▸ **Tasks to carry out**:
1. Reproduce word for word everything in the Rolls-Royce results report from "Underlying results: The" down to "book by US$10.3bn.".
2. According to the Rolls-Royce results report, by how much did the company reduce the size of its hedge book?
3. Extend the report on Rolls-Royce's first half 2020 results, picking up after its final sentence.

Rolls-Royce has released its first half 2020 (H1) results, with the global COVID-19 pandemic severely impacting its H1 performance and medium-term forecasts. The most pronounced effect was seen in Civil Aerospace with large engine deliveries and flying hours both down around 50% in H1 including a 75% reduction in engine flying hours in the second-quarter (Q2), however business jets and regional flying hours were more resilient.
In Power Systems, which was less severely impacted than Civil Aerospace, industrial markets were suppressed, economic disruption and lower utilization impacted demand for services while government marine was stable. Defense remained resilient with no material impact on results from the pandemic and delivered strong profit growth. ITP Aero was impacted by the same adverse industry trends as Civil Aerospace.
Underlying results: The £(3.2)bn underlying loss before tax primarily reflected the impact of COVID-19 on Civil Aerospace with lower aftermarket profit, under utilisation of operations, lower spare engine sales as well as £1.2bn of COVID-19 related contract catch-ups and one-time charges resulting from a reduction in forecast flying hours, a reassessment of the timing and parking of aircraft and the viability of airlines. Lower expected US$ receipts over the next seven years resulted in a £(1.46)bn underlying finance charge as the company took the necessary decision to reduce the size of its hedge book by US$10.3bn.

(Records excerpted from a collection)
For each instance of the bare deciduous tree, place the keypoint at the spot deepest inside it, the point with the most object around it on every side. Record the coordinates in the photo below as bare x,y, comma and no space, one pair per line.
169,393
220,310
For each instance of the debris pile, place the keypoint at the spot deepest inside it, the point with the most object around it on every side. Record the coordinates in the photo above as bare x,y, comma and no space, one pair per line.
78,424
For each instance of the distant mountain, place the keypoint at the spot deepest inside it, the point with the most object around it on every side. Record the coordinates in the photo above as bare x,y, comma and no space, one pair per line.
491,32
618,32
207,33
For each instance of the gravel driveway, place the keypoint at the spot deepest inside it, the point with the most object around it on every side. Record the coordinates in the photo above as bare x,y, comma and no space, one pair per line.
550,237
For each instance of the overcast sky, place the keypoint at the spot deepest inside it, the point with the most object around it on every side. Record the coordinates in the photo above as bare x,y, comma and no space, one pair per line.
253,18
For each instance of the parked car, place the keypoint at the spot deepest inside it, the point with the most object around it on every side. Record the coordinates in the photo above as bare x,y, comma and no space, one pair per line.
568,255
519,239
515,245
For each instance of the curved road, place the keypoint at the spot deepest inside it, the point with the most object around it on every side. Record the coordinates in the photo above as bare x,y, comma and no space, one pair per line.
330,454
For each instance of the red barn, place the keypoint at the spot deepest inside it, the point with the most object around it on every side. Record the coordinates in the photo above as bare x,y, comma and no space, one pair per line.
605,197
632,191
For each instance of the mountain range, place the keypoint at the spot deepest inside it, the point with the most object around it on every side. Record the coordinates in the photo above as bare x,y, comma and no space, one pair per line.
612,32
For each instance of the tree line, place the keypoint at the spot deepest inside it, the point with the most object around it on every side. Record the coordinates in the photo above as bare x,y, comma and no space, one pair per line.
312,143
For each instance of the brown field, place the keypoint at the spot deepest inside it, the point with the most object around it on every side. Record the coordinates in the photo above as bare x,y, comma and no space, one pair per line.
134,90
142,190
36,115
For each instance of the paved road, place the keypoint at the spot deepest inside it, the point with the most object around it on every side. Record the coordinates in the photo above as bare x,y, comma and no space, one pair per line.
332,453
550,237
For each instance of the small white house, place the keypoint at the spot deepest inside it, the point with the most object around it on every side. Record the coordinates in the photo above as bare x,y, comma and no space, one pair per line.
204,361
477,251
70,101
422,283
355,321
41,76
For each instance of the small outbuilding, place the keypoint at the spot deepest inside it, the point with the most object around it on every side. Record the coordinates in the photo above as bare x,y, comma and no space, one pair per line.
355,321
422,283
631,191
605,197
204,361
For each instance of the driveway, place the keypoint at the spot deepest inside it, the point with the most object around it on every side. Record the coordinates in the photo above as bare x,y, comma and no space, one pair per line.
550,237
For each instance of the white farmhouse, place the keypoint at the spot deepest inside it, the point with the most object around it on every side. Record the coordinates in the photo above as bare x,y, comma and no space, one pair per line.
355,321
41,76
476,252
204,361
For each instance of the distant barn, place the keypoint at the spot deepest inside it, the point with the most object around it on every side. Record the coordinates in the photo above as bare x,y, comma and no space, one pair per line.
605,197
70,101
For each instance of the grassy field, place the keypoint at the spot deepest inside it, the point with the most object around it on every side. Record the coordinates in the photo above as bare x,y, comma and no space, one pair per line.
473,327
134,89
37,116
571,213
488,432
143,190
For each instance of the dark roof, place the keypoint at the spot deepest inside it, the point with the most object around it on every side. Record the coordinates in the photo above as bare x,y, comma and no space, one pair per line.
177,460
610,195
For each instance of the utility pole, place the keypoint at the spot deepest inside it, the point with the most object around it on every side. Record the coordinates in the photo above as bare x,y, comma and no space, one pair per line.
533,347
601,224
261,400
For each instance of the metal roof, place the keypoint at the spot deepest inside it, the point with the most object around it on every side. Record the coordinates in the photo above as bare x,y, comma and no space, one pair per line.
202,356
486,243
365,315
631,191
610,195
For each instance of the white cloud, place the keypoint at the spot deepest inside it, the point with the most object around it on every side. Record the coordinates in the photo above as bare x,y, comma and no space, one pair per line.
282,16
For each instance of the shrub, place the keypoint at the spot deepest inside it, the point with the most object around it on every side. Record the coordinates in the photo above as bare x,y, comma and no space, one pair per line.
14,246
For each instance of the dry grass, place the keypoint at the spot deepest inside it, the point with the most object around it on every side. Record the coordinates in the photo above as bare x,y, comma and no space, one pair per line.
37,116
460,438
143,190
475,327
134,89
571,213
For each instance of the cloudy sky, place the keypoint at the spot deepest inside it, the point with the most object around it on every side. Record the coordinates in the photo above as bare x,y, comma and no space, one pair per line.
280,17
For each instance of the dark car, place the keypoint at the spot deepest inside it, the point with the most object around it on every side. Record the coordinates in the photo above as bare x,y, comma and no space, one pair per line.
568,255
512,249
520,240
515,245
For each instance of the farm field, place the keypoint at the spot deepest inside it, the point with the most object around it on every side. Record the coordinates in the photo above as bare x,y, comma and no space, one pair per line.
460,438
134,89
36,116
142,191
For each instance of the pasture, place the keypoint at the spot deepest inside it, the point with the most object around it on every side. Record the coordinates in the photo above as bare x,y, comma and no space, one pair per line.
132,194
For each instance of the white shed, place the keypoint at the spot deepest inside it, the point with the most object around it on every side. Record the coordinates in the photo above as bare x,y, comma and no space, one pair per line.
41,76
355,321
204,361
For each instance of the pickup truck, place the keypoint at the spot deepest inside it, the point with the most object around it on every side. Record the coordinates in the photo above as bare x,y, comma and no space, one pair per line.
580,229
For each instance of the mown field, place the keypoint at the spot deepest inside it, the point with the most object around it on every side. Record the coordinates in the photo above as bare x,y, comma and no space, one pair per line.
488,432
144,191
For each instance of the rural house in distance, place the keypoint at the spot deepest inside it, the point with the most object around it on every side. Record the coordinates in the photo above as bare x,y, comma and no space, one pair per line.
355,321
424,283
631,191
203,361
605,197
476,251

▸ **Activity answers**:
1.
Underlying results: The £(3.2)bn underlying loss before tax primarily reflected the impact of COVID-19 on Civil Aerospace with lower aftermarket profit, under utilisation of operations, lower spare engine sales as well as £1.2bn of COVID-19 related contract catch-ups and one-time charges resulting from a reduction in forecast flying hours, a reassessment of the timing and parking of aircraft and the viability of airlines. Lower expected US$ receipts over the next seven years resulted in a £(1.46)bn underlying finance charge as the company took the necessary decision to reduce the size of its hedge book by US$10.3bn.

2. By US$10.3bn.

3.
Reported results: Rolls-Royce's reported results were further impacted by £(1.1)bn impairment charges and write-offs, £(0.4)bn exceptional restructuring charges and adverse FX fluctuations leading to a £(2.6)bn negative movement on the mark-to-market of the hedge book, partly offset by £0.5bn improvements in the expected in-service costs of Trent 1000 durability issues, which were all a consequence of COVID-19. (£1.00 = US$1.32 at time of publication.)